British politician (1947–2021)

Leonard Norman (1947 - 1 June 2021) was a Jersey politician, and Connétable of Saint Clement. He was originally elected to the States of Jersey in 1983, as a Deputy.

== Biography ==
Len Norman was born in 1947 in Jersey. He was educated at Beaulieu and then at De La Salle College, Jersey.

He was the President of the Jersey Sports Council, President of the Jersey Friends of the Anthony Nolan Bone Marrow Trust and Patron of St Clement Sports Club.

==Political career==
He was first elected to the States of Jersey as Deputy of Saint Clement in 1983. In the Senatorial election of 1996 he was elected in 3rd place with 11,017 votes.

In the States, he has been President of the Education Committee, Vice-president of the Harbours and Airport Committee, and Vice-President of the Special Committee on the Composition and Election of the States. In 2005, he was beaten in elections to the Council of Ministers of Jersey by Guy de Faye to become Minister for Transport and Technical Services.

In 2007 he announced his intention to stand for the position of Constable of the parish of St Clement in 2008 following the announcement of the incumbent Derek Gray that he would step down at that time. In the 2008 Jersey general election he won the Constableship.

He died on 1 June 2021 at the age of 73.

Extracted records

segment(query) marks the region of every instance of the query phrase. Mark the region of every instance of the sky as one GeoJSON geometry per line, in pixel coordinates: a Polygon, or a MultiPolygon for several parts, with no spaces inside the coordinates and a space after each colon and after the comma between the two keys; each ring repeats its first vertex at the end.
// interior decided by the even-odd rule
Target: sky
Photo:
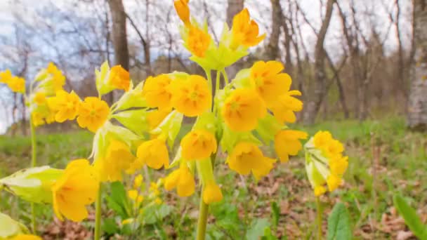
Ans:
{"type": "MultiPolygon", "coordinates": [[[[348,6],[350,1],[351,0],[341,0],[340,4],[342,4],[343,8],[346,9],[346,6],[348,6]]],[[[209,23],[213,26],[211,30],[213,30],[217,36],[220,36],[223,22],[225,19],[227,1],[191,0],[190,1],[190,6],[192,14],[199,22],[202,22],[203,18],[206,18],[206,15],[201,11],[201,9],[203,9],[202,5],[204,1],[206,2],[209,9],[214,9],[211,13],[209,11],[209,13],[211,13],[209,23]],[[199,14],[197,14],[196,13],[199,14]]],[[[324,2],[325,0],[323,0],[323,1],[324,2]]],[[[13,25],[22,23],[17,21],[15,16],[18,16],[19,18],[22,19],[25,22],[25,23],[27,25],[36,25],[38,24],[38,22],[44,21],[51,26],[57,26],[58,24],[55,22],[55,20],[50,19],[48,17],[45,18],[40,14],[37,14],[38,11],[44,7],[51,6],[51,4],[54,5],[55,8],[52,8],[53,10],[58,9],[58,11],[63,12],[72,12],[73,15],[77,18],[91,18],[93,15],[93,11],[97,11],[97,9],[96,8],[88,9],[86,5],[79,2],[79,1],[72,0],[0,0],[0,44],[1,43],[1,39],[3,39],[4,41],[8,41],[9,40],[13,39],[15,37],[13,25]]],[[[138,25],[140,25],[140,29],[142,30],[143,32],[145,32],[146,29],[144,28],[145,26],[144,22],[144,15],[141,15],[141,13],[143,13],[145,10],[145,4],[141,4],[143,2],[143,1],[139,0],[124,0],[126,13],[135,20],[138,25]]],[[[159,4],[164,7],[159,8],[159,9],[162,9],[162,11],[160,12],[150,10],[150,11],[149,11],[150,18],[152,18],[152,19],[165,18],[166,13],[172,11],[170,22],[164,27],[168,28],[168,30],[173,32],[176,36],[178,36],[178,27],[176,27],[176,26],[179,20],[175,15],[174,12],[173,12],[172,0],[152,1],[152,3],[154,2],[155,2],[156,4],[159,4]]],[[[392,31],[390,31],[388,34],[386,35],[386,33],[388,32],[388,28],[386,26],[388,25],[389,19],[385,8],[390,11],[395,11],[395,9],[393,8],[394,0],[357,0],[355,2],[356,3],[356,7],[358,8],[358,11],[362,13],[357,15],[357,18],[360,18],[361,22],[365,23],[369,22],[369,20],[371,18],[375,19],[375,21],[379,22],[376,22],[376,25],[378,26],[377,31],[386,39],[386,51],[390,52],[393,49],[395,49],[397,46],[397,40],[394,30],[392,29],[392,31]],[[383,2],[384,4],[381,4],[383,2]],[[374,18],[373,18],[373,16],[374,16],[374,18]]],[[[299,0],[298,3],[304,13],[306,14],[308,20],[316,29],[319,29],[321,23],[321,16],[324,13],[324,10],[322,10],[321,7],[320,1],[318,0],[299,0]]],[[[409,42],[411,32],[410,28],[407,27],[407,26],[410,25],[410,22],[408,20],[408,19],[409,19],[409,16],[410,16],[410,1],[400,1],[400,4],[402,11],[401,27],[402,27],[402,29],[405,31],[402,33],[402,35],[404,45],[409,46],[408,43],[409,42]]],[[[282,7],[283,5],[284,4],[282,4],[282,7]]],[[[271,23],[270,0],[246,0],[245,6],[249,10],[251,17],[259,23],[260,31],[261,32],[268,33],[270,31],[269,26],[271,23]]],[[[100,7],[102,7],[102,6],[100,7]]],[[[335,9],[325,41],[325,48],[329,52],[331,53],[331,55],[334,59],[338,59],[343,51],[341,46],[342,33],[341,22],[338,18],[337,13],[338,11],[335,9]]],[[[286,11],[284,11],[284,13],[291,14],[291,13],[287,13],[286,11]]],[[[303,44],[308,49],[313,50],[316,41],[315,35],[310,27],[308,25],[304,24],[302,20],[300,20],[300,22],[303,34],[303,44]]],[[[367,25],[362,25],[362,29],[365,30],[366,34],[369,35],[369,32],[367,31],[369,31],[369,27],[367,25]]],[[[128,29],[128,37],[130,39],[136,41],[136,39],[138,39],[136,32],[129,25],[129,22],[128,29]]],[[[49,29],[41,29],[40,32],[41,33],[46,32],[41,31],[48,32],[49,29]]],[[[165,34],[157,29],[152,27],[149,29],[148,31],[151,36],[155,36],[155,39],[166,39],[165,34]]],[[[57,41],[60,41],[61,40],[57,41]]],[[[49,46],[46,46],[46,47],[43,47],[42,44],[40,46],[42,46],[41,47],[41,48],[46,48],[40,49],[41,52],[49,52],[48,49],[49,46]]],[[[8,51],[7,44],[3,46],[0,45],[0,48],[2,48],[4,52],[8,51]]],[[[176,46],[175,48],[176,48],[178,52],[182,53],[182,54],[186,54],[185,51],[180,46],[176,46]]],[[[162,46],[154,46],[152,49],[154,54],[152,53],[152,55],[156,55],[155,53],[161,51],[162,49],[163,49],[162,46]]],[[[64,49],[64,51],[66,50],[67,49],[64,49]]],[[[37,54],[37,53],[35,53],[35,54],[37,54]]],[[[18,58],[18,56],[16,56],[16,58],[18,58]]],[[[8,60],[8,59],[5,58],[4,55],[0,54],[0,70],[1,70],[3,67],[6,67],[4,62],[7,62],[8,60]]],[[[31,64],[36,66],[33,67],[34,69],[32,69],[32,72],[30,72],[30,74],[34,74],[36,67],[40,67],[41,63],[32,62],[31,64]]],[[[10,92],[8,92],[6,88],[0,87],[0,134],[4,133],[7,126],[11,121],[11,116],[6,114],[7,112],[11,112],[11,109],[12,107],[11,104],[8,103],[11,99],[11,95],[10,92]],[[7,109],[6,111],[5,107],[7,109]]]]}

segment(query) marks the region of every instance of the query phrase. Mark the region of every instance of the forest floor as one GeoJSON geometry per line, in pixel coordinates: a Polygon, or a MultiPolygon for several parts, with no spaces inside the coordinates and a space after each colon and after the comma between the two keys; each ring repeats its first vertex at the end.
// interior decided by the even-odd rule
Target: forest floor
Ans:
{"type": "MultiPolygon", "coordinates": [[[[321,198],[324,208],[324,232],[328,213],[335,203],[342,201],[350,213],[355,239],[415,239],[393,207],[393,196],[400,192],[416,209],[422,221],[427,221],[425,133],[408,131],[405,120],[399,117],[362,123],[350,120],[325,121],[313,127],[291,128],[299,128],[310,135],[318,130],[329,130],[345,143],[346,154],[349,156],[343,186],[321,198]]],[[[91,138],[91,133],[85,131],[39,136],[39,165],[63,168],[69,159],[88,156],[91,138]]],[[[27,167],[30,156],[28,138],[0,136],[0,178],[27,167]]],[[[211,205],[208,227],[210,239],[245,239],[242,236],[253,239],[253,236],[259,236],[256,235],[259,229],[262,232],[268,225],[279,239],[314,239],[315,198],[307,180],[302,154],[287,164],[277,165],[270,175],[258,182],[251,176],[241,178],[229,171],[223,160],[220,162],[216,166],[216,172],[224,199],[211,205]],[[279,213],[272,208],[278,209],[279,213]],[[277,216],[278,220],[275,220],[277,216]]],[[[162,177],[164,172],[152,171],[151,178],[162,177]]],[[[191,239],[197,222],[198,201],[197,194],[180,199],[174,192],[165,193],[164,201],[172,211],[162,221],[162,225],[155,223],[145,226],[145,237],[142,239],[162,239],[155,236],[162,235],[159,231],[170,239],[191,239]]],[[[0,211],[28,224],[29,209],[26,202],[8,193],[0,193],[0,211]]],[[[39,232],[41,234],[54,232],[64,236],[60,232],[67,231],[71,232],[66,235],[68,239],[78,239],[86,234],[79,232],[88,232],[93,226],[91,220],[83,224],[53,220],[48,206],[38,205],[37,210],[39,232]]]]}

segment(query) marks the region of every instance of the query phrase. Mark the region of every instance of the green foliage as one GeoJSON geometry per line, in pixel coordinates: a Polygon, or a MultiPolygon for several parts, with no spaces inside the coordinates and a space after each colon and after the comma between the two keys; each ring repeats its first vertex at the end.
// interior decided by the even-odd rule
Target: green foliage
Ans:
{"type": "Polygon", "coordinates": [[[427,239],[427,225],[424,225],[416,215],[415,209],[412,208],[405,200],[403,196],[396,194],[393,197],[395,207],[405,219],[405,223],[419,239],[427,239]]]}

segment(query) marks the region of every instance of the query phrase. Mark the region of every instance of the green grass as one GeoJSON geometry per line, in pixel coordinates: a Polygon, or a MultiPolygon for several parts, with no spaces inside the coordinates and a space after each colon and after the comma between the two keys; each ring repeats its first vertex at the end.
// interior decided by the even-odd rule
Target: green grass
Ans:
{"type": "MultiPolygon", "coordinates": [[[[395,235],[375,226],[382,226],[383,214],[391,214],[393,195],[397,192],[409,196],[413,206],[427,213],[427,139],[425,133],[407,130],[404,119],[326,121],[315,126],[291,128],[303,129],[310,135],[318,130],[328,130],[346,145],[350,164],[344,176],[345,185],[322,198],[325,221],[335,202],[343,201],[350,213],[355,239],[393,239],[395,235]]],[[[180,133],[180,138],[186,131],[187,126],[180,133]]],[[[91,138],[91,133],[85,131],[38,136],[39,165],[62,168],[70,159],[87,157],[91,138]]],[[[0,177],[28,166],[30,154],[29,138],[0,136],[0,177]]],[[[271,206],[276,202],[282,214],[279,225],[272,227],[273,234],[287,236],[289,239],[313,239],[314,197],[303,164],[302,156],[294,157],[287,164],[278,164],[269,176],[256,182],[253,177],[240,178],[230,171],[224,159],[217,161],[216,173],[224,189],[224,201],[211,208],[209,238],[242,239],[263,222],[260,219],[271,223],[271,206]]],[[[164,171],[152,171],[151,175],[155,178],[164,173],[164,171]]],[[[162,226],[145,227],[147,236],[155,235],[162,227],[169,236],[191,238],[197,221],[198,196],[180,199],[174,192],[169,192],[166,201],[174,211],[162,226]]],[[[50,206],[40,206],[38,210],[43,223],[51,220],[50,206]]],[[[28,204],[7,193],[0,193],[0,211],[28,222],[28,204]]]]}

EXPLORE THE MATERIAL –
A: Print the part of the Leonard Norman article that opens with the words containing "In 2007 he announced" and closes with "won the Constableship.".
B: Recast the paragraph of the Leonard Norman article beginning "In the States, he has been" as a short bulleted list that keeps its main facts.
The extracted data have nothing to do with what is asked here.

EXERCISE RESPONSES –
A:
In 2007 he announced his intention to stand for the position of Constable of the parish of St Clement in 2008 following the announcement of the incumbent Derek Gray that he would step down at that time. In the 2008 Jersey general election he won the Constableship.

B:
- President of the Education Committee
- Vice-president of the Harbours and Airport Committee
- Vice-President of the Special Committee on the Composition and Election of the States
- In 2005, beaten by Guy de Faye in elections to the Council of Ministers of Jersey for the post of Minister for Transport and Technical Services